Exercise:
Reproduce all of the following records line for line, with no changes.

Records for this task:
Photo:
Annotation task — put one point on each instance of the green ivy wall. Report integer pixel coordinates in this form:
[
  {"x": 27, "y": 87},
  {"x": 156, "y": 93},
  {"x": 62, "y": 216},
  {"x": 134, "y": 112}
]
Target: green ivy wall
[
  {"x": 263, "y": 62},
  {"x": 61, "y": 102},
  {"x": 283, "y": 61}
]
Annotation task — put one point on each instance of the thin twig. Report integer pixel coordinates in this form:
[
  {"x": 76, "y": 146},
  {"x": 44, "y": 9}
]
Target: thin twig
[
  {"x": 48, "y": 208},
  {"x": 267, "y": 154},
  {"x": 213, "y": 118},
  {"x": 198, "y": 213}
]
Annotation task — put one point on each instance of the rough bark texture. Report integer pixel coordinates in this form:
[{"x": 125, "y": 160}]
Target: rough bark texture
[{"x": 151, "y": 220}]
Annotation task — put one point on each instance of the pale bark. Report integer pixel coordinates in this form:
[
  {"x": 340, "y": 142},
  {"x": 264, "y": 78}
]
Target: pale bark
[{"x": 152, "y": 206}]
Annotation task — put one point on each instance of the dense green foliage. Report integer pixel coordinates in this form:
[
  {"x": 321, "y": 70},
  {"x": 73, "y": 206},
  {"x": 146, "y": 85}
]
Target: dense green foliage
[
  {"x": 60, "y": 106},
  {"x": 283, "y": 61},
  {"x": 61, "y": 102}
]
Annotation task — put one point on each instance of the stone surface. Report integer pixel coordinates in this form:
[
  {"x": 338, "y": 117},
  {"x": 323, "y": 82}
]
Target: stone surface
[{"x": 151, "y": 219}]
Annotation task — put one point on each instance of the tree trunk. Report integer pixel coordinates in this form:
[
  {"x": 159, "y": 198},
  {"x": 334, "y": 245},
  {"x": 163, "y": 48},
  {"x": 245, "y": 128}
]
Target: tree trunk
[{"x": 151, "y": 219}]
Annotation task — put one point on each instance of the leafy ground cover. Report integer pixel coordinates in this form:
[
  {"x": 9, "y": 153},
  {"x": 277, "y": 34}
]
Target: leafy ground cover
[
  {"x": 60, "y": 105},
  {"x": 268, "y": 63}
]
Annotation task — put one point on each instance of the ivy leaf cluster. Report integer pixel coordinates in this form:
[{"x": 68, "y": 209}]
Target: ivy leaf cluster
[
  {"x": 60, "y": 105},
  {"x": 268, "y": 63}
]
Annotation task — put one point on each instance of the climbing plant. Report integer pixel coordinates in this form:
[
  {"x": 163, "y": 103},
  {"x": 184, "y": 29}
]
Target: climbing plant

Full solution:
Photo:
Annotation task — put one point on each instance of the green ivy wall. Report integer pixel coordinates in this form:
[
  {"x": 27, "y": 87},
  {"x": 156, "y": 93},
  {"x": 62, "y": 216},
  {"x": 134, "y": 112}
]
Target: green ivy wall
[
  {"x": 263, "y": 62},
  {"x": 61, "y": 102},
  {"x": 283, "y": 61}
]
Annotation task — put one point on each instance of the thin twig. Report integer pixel coordinates in this form:
[
  {"x": 76, "y": 146},
  {"x": 44, "y": 9}
]
Target: thin twig
[
  {"x": 48, "y": 208},
  {"x": 267, "y": 154},
  {"x": 213, "y": 118},
  {"x": 198, "y": 213}
]
Annotation task — put one point on each instance of the rough bark texture. Report integer pixel coordinates in this form:
[{"x": 125, "y": 160}]
Target: rough bark texture
[{"x": 151, "y": 220}]
Annotation task — put one point on each instance of the pale bark. Report integer pixel coordinates in this form:
[
  {"x": 340, "y": 142},
  {"x": 264, "y": 78}
]
Target: pale bark
[{"x": 152, "y": 206}]
Annotation task — put one point on each instance of the dense green foliage. Report integer pixel coordinates in this form:
[
  {"x": 321, "y": 70},
  {"x": 73, "y": 206},
  {"x": 146, "y": 85}
]
Target: dense green foliage
[
  {"x": 60, "y": 106},
  {"x": 283, "y": 61},
  {"x": 61, "y": 102}
]
Annotation task — put one point on each instance of the stone surface. Report integer pixel coordinates in this form:
[
  {"x": 338, "y": 117},
  {"x": 323, "y": 82}
]
Target: stone surface
[{"x": 151, "y": 219}]
Annotation task — put one point on each instance of the tree trunk. Report integer pixel coordinates in this form:
[
  {"x": 159, "y": 198},
  {"x": 334, "y": 245},
  {"x": 163, "y": 48},
  {"x": 245, "y": 128}
]
Target: tree trunk
[{"x": 151, "y": 219}]
Annotation task — put one point on each instance of the leafy ground cover. Report integer pixel coordinates in this form:
[
  {"x": 9, "y": 153},
  {"x": 277, "y": 34}
]
Target: leafy ground cover
[
  {"x": 60, "y": 105},
  {"x": 268, "y": 63}
]
Annotation task — put one point on each instance of the ivy leaf cluster. Report integer pixel coordinates in this form:
[{"x": 68, "y": 209}]
Target: ivy leaf cluster
[
  {"x": 60, "y": 105},
  {"x": 268, "y": 63}
]
Annotation task — put one point on each instance of the climbing plant. Report integer pixel coordinates in this form:
[
  {"x": 163, "y": 103},
  {"x": 184, "y": 29}
]
Target: climbing plant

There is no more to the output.